**INSTRUCTIONS TO FOLLOW:**
Collect every line from the entries below that contains the word "target".

**EXERCISE MATERIAL:**
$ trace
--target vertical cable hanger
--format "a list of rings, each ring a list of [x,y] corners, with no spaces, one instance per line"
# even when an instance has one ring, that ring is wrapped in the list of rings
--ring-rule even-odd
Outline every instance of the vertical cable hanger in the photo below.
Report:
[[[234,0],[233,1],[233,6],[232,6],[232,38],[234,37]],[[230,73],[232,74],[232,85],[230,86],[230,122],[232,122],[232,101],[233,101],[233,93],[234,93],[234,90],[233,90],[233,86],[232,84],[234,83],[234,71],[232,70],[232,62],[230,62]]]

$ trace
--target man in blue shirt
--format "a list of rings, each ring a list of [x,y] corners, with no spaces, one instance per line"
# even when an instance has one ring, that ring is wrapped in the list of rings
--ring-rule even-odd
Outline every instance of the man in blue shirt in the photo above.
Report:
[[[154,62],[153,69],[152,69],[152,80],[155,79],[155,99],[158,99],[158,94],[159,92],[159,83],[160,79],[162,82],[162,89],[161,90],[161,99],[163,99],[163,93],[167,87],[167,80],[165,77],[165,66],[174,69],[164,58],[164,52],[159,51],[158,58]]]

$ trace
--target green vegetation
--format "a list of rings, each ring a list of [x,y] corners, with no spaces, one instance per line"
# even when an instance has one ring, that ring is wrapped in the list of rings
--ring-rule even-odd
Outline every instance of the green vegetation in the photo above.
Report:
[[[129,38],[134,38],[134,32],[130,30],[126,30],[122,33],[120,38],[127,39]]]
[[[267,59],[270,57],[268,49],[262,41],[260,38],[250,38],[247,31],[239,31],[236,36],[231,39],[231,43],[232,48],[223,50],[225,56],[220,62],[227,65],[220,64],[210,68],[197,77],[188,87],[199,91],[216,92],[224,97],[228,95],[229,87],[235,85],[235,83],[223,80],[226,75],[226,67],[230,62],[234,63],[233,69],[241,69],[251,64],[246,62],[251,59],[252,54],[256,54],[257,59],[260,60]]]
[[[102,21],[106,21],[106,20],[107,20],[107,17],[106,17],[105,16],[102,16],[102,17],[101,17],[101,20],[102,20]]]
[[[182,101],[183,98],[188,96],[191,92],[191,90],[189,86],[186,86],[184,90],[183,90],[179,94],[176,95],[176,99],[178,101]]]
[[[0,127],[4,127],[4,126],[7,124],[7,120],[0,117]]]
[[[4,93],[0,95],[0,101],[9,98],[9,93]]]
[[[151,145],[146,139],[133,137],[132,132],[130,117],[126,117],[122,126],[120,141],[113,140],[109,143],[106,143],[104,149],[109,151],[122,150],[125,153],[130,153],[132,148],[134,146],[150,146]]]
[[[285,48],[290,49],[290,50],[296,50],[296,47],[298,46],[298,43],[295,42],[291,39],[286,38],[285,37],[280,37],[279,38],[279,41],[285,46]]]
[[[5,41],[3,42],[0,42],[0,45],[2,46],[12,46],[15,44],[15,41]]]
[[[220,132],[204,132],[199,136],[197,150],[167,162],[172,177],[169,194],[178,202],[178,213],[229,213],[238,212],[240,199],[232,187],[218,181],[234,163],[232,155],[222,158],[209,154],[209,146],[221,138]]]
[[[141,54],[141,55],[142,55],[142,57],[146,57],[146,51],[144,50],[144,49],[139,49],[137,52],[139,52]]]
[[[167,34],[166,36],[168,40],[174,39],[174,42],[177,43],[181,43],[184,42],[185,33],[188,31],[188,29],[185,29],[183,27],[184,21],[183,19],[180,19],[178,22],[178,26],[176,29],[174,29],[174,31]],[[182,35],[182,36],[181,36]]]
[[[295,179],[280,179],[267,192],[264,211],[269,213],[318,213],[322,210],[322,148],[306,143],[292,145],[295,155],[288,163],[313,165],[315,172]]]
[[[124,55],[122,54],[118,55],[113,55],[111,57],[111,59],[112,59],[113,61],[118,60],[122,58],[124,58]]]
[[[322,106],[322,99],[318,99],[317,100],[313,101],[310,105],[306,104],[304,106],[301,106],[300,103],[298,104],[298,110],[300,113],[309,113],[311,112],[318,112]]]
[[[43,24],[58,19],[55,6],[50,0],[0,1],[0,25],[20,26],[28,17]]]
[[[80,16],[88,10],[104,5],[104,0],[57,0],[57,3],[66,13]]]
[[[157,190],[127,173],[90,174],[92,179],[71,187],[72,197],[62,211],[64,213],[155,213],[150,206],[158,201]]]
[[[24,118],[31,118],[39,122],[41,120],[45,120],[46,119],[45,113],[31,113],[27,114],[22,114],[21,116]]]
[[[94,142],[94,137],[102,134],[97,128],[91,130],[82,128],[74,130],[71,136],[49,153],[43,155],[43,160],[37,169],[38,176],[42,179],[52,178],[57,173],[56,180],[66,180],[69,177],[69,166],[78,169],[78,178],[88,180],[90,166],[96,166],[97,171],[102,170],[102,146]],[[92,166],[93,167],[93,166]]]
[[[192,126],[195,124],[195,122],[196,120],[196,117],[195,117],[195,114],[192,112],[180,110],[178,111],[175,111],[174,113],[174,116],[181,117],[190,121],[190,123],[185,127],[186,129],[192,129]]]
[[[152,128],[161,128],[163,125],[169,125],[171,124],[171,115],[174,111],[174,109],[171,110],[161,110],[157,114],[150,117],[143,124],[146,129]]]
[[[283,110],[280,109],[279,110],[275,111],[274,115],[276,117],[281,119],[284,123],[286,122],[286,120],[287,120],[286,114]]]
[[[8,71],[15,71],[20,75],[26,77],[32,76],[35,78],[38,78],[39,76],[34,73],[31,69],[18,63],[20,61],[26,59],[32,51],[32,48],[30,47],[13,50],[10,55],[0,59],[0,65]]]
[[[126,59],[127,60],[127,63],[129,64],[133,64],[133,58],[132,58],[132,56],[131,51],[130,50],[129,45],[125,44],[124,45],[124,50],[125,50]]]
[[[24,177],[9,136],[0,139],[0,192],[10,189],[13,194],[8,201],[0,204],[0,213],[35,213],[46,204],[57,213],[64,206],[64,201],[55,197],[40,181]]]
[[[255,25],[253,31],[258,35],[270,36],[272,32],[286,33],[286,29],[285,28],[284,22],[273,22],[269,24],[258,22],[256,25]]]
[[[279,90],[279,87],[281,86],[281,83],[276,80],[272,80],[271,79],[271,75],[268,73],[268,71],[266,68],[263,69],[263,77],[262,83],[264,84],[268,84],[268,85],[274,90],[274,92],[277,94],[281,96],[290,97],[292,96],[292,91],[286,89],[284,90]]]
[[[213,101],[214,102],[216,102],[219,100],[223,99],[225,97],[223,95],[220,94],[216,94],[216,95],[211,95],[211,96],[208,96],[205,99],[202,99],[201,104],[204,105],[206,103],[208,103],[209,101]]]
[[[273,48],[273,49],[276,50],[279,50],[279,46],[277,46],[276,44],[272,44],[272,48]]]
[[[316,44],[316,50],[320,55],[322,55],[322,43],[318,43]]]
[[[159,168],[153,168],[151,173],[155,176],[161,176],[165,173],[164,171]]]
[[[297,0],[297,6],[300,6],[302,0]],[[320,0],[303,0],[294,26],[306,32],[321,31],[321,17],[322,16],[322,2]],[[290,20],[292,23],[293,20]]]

**COMPLETE OUTPUT:**
--target vertical cable hanger
--target man in blue shirt
--target green vegetation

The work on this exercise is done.